What is expected. The exercise asks for every line of the data to be reproduced exactly.

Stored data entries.
[Start of Attachment]
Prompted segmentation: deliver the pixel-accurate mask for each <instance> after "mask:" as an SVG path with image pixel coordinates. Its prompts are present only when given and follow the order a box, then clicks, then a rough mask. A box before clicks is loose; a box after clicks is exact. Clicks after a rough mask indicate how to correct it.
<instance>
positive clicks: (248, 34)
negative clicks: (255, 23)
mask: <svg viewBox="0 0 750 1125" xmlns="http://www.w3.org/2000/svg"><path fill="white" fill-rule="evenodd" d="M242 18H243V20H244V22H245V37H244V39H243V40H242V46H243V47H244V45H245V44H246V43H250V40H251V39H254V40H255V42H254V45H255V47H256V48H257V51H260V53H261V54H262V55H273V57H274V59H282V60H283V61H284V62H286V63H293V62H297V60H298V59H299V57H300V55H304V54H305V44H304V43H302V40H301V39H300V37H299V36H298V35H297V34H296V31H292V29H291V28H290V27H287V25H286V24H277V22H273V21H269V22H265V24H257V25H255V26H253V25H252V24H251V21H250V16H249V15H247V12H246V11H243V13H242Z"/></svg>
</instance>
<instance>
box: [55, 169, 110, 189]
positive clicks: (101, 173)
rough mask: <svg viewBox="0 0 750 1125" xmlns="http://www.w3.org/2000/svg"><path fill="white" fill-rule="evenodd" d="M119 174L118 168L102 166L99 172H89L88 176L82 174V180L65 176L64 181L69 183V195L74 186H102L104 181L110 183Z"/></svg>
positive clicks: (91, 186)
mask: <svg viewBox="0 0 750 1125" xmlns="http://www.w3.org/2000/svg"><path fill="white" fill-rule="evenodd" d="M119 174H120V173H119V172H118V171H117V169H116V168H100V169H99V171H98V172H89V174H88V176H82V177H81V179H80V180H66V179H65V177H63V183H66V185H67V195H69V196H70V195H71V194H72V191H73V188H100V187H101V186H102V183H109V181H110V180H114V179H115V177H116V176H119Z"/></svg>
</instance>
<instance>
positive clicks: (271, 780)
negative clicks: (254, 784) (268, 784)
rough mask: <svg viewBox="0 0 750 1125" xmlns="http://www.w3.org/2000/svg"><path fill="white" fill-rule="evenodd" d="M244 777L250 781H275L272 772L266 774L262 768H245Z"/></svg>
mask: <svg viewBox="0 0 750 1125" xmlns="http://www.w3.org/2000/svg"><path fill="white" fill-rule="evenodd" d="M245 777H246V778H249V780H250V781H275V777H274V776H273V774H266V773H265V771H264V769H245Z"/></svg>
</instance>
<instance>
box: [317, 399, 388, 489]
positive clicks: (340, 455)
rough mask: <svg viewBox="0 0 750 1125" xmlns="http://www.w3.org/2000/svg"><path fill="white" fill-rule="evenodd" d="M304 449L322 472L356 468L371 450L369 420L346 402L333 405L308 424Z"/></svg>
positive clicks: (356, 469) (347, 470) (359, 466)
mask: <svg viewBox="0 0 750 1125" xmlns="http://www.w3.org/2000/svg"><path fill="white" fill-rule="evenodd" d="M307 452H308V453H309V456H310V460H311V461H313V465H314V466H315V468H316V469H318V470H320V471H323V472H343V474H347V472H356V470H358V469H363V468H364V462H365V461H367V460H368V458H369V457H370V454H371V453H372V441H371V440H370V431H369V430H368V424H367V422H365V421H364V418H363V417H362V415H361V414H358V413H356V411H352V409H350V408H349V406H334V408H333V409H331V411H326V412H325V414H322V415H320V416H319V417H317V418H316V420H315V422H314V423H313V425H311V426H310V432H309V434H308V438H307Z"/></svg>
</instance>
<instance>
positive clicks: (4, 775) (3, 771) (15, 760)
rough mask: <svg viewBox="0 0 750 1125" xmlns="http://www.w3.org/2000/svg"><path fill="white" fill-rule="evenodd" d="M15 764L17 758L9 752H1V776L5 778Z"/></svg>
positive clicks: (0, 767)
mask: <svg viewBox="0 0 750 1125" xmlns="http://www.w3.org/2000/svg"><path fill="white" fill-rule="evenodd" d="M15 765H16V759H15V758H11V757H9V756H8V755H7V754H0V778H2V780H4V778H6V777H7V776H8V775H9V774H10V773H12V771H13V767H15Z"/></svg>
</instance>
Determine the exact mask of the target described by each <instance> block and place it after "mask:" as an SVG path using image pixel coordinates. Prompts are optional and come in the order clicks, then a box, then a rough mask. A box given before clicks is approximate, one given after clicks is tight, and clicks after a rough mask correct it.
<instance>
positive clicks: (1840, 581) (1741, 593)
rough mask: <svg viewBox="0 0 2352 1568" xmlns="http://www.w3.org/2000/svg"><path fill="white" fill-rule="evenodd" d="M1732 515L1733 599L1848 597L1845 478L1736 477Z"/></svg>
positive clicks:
[End of Attachment]
Answer to this problem.
Prompted segmentation: deliver the pixel-accurate mask for each <instance> after "mask:" as an SVG path with image pixel coordinates. Its prompts are present only when given and follow the order a box, then clicks, then a rough mask. A box before clicks is loose; a box after clicks is exact. Clicks after a rough mask indicate how to correct it.
<instance>
positive clicks: (248, 34)
negative clicks: (255, 23)
mask: <svg viewBox="0 0 750 1125" xmlns="http://www.w3.org/2000/svg"><path fill="white" fill-rule="evenodd" d="M242 18H243V20H244V22H245V37H244V39H243V40H242V46H243V47H244V45H245V44H246V43H250V40H251V39H254V40H255V42H254V45H255V47H256V48H257V51H260V53H261V54H262V55H273V57H274V59H282V60H283V61H284V62H286V63H293V62H297V60H298V59H299V57H300V55H304V54H305V44H304V43H302V40H301V39H300V37H299V36H298V35H297V34H296V31H292V29H291V28H290V27H287V25H286V24H277V22H273V21H269V22H265V24H257V25H255V26H253V25H252V24H251V21H250V16H249V15H247V12H246V11H243V13H242Z"/></svg>
</instance>
<instance>
box: [55, 169, 110, 189]
positive clicks: (101, 173)
rough mask: <svg viewBox="0 0 750 1125" xmlns="http://www.w3.org/2000/svg"><path fill="white" fill-rule="evenodd" d="M119 174L118 168L102 166L99 172H89L88 176L82 174V180L65 176L64 181L69 183V195L74 186H102L104 181L110 183Z"/></svg>
positive clicks: (91, 186)
mask: <svg viewBox="0 0 750 1125" xmlns="http://www.w3.org/2000/svg"><path fill="white" fill-rule="evenodd" d="M119 174H120V173H119V172H118V171H117V169H116V168H100V169H99V171H98V172H89V174H88V176H82V177H81V179H80V180H66V179H65V177H63V183H66V185H67V195H69V196H70V195H71V194H72V191H73V188H100V187H101V186H102V183H109V181H110V180H114V179H115V177H116V176H119Z"/></svg>
</instance>
<instance>
positive clicks: (271, 780)
negative clicks: (254, 784) (268, 784)
rough mask: <svg viewBox="0 0 750 1125" xmlns="http://www.w3.org/2000/svg"><path fill="white" fill-rule="evenodd" d="M244 777L250 781H275L272 772L266 774L262 768H245Z"/></svg>
mask: <svg viewBox="0 0 750 1125" xmlns="http://www.w3.org/2000/svg"><path fill="white" fill-rule="evenodd" d="M245 777H246V778H249V780H250V781H275V777H274V776H273V774H266V773H265V771H264V769H245Z"/></svg>
</instance>
<instance>
box: [317, 399, 388, 489]
positive clicks: (340, 455)
rough mask: <svg viewBox="0 0 750 1125" xmlns="http://www.w3.org/2000/svg"><path fill="white" fill-rule="evenodd" d="M304 449L322 472L356 468L371 450L369 420L346 402L333 405L308 424Z"/></svg>
positive clicks: (356, 469) (347, 470) (359, 466)
mask: <svg viewBox="0 0 750 1125" xmlns="http://www.w3.org/2000/svg"><path fill="white" fill-rule="evenodd" d="M307 452H308V453H309V456H310V460H311V461H313V465H314V466H315V468H316V469H318V470H320V471H323V472H343V474H347V472H356V470H358V469H363V468H364V462H365V461H367V460H368V458H369V457H370V454H371V453H372V441H371V440H370V431H369V430H368V424H367V422H365V421H364V418H363V417H362V415H361V414H358V413H356V411H352V409H350V408H349V406H334V408H333V409H331V411H326V412H325V414H322V415H320V416H319V417H317V418H316V420H315V422H314V423H313V425H311V426H310V432H309V434H308V438H307Z"/></svg>
</instance>
<instance>
positive clicks: (4, 775) (3, 771) (15, 760)
rough mask: <svg viewBox="0 0 750 1125" xmlns="http://www.w3.org/2000/svg"><path fill="white" fill-rule="evenodd" d="M15 764L17 758L9 752H1V776L5 778Z"/></svg>
positive clicks: (0, 767)
mask: <svg viewBox="0 0 750 1125" xmlns="http://www.w3.org/2000/svg"><path fill="white" fill-rule="evenodd" d="M15 765H16V759H15V758H11V757H9V756H8V755H7V754H0V778H2V780H4V778H6V777H7V776H8V775H9V774H10V773H12V771H13V767H15Z"/></svg>
</instance>
Determine the exact mask of the target described by each <instance> block and place it after "mask:" as an SVG path using image pixel coordinates. Prompts are optional and come in the order clicks, then a box, then a rough mask. A box given before clicks is approximate, one given after clicks is tight, and clicks after a rough mask correct it.
<instance>
positive clicks: (1840, 581) (1741, 593)
rough mask: <svg viewBox="0 0 2352 1568" xmlns="http://www.w3.org/2000/svg"><path fill="white" fill-rule="evenodd" d="M1732 515L1733 599L1848 597L1845 478L1736 477Z"/></svg>
positive clicks:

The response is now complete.